PASSAGE FOR REVIEW:
---

Welcome on the ECCE-6 CDROM.

Conference logo

European Congress of Chemical Engineering - 6
Copenhagen 16-21 September 2007

Abstract 4071 - A structured-segregated approach for modeling the dynamics of microbial populations in the three-dimensional turbulent field of a stirred-tank bioreactor

A structured-segregated approach for modeling the dynamics of microbial populations in the three-dimensional turbulent field of a stirred-tank bioreactor

Special Symposium - Biotechnology

Invited Session on Biotechnology: Honoring Prof. John Villadsen (S-3)

Prof Matthias Reuss
University of Stuttgart
Institute of Biochemical Engineering
Allmandring 31, D-70569 Stuttgart
Germany

Keywords: Cellular systems, bioproduction processes, bioreactor modelling

A structured-segregated approach for modeling the dynamics of microbial populations in the three-dimensional turbulent field of a stirred-tank bioreactor – travelling along the lifelines of single cells

Matthias Reuss and Alexei Lapin (keynote lecture)

The physiological state of cellular systems and its related behaviour with respect to growth and product formation is the result of the complex interplay between the extracellular environment and the cellular machinery. Functionality of a biosystem for the purpose of bioproduction processes is therefore determined by the cooperative actions of the extracellular stimuli and dynamic responses inside the biological phase. Optimal engineering of bioreactors in which living cells function as the factories is further complicated because of the dynamic variations of the extracellular environment. This in turn may result in drastic changes in metabolism and final outcome of the process. A quantitative description of these phenomena should consequently rest upon the two interwoven aspects of structured bioreactor modelling:

(1) Complex interactions between the functional units of the cells, including the mathematical formulation of the dynamics of metabolism and the key regulation of this network in response to changes in the environment.
(2) Structure of the abiotic phases of the bioreactor to analyse mixing and other transport phenomena between the phases causing gradients in the concentrations of various substrates and products.

---

SOURCE MATERIAL:
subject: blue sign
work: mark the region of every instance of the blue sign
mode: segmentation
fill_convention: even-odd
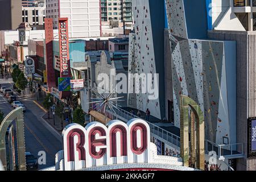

---

PROBLEMS AND TASKS:
A) In the bioreactor modeling abstract, which institute at the University of Stuttgart is given for Matthias Reuss?
B) Pick up the bioreactor modeling abstract after its second numbered point and carry it forward.

REPLIES:
A) The Institute of Biochemical Engineering.

B)
The contribution aims at introducing an Euler-Lagrange approach to characterize the behaviour of the heterogeneous cell population in a stirred-tank bioreactor with non-ideal mixing. The approach allows one to describe population behaviour at the outcome of the interaction between the intracellular state of the individual cell and the turbulent flow field in the reactor. The modelling approach and the numerical method employed are based on an Euler-Lagrange formulation of the system combined with a fractional-step method to allow for a stable, accurate, and numerically efficient solution of the underlying equations. This strategy permits one to account for the heterogeneity present in real reactors in both the abiotic and biotic phases. The example of sugar uptake (phosphotransferase system, PTS) of Escherichia coli cells growing in a fed-batch culture is used to illustrate the application of the approach. The activity of the uptake system depends on the local concentration of glucose as well as the ratio of the intracellular concentrations of phosphoenolpyruvate and pyruvate, which in turn is a function of the history of the individual cell. The simulation results point to distinct differences in the viability of the cells at different scale of operation.

Presented Wednesday 19, 15:30 to 16:00, in session Invited Session on Biotechnology: Honoring Prof. John Villadsen (S-3).